--- WHAT TO DO ---
Only an exact copy of the lines beginning at the one that contains "Ground building window" and ending at the last line of the records below counts as the answer.
BEGIN GIVEN INFORMATION
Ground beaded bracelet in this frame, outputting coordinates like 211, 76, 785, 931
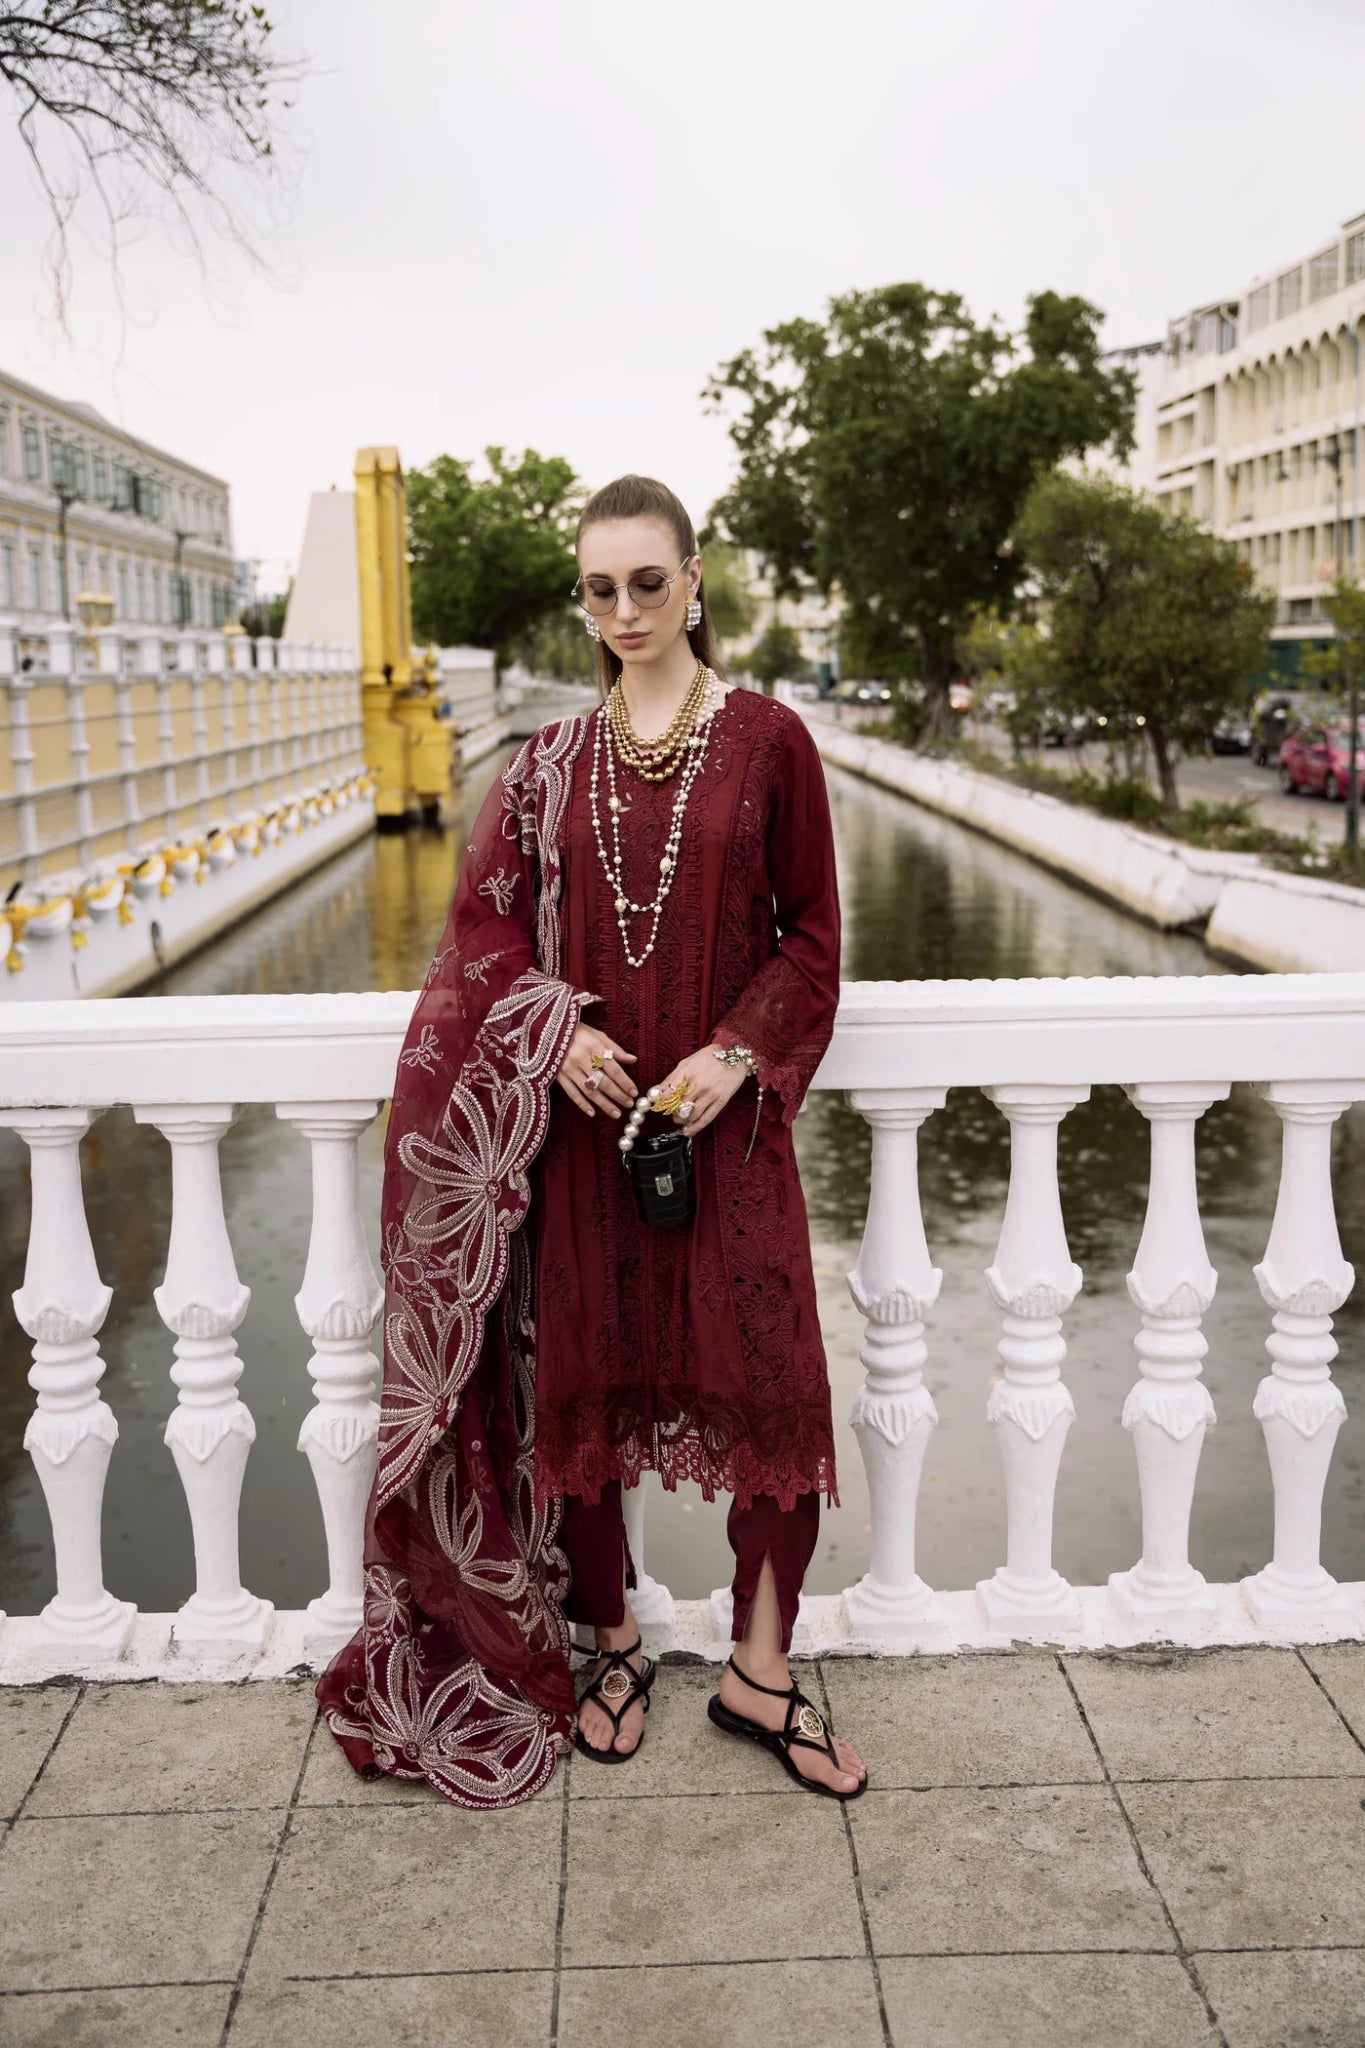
710, 1043, 764, 1161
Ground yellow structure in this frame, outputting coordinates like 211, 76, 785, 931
353, 446, 453, 823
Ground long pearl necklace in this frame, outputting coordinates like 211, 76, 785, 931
589, 669, 720, 969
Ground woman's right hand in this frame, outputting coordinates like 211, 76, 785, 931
555, 1023, 637, 1120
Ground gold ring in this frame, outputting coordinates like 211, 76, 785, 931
589, 1051, 607, 1071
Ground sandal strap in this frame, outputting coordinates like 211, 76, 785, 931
727, 1657, 839, 1769
577, 1642, 653, 1733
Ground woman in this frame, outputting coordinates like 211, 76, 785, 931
317, 474, 866, 1808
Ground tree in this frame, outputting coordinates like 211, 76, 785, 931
512, 604, 596, 685
239, 590, 287, 640
407, 448, 583, 673
697, 542, 755, 644
704, 284, 1135, 739
0, 2, 302, 325
744, 621, 808, 695
1013, 471, 1275, 810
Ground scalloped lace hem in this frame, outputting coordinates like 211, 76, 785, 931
535, 1431, 839, 1515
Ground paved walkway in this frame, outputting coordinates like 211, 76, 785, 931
2, 1646, 1365, 2047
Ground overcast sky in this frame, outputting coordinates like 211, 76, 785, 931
2, 0, 1364, 591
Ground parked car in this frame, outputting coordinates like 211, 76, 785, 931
1211, 712, 1252, 755
1277, 722, 1365, 800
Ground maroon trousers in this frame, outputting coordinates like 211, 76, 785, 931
558, 1482, 820, 1653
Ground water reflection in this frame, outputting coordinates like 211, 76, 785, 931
0, 749, 1361, 1617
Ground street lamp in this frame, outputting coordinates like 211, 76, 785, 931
1316, 433, 1359, 851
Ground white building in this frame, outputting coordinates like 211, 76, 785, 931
0, 370, 235, 634
1153, 212, 1365, 677
1094, 339, 1163, 491
733, 549, 842, 685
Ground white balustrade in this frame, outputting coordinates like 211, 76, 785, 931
1242, 1080, 1365, 1636
842, 1087, 950, 1646
134, 1102, 273, 1651
0, 975, 1361, 1679
977, 1084, 1087, 1636
622, 1477, 676, 1631
276, 1099, 383, 1659
1108, 1083, 1227, 1634
0, 1107, 134, 1655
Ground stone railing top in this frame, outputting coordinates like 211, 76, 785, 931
0, 972, 1363, 1107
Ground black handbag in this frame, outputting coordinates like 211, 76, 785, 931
622, 1127, 695, 1227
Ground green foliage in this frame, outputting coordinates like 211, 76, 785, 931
1300, 575, 1365, 693
699, 543, 756, 644
704, 282, 1135, 738
512, 604, 596, 684
408, 448, 583, 667
745, 621, 809, 692
1013, 471, 1275, 809
239, 591, 288, 640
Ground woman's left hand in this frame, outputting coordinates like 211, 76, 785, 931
654, 1045, 751, 1137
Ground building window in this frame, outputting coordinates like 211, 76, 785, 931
1245, 284, 1271, 333
71, 446, 88, 496
97, 552, 110, 594
93, 455, 108, 502
1348, 231, 1365, 286
21, 423, 42, 480
116, 559, 129, 616
0, 408, 9, 475
0, 539, 14, 608
135, 562, 145, 621
1276, 268, 1303, 320
1218, 316, 1237, 353
75, 548, 88, 594
1309, 247, 1340, 302
112, 464, 135, 512
28, 543, 44, 610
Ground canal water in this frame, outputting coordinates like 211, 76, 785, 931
1, 747, 1362, 1619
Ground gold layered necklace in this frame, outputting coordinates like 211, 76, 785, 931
606, 661, 709, 783
589, 665, 721, 968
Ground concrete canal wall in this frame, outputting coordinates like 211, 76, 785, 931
807, 716, 1365, 974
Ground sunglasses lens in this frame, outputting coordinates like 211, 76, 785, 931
627, 574, 670, 608
581, 583, 617, 614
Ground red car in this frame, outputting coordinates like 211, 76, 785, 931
1277, 721, 1365, 800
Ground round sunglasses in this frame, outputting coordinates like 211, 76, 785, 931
572, 553, 694, 617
END GIVEN INFORMATION
--- RESULT ---
Ground building window in this frame, outputting coordinates like 211, 76, 785, 931
1245, 284, 1271, 333
71, 446, 88, 496
97, 552, 110, 594
93, 455, 108, 502
1348, 231, 1365, 286
21, 423, 42, 480
116, 559, 129, 616
0, 408, 9, 475
0, 539, 14, 608
135, 562, 145, 621
1276, 268, 1303, 320
1218, 316, 1237, 353
75, 548, 88, 594
1309, 247, 1340, 302
112, 464, 135, 512
28, 543, 44, 610
Ground canal water in this frame, outputting coordinates like 211, 76, 785, 931
1, 747, 1362, 1619
Ground gold layered necklace in this frame, outputting coordinates like 211, 76, 785, 931
606, 661, 709, 783
589, 665, 721, 968
Ground concrete canal wall in this frame, outputting coordinates like 211, 76, 785, 931
807, 716, 1365, 974
Ground sunglasses lens in this frame, outputting coordinates like 211, 76, 785, 931
627, 574, 670, 608
581, 583, 617, 614
Ground red car in this frame, outputting coordinates like 211, 76, 785, 931
1277, 721, 1365, 800
Ground round sunglasses in this frame, outputting coordinates like 211, 76, 785, 931
572, 553, 694, 617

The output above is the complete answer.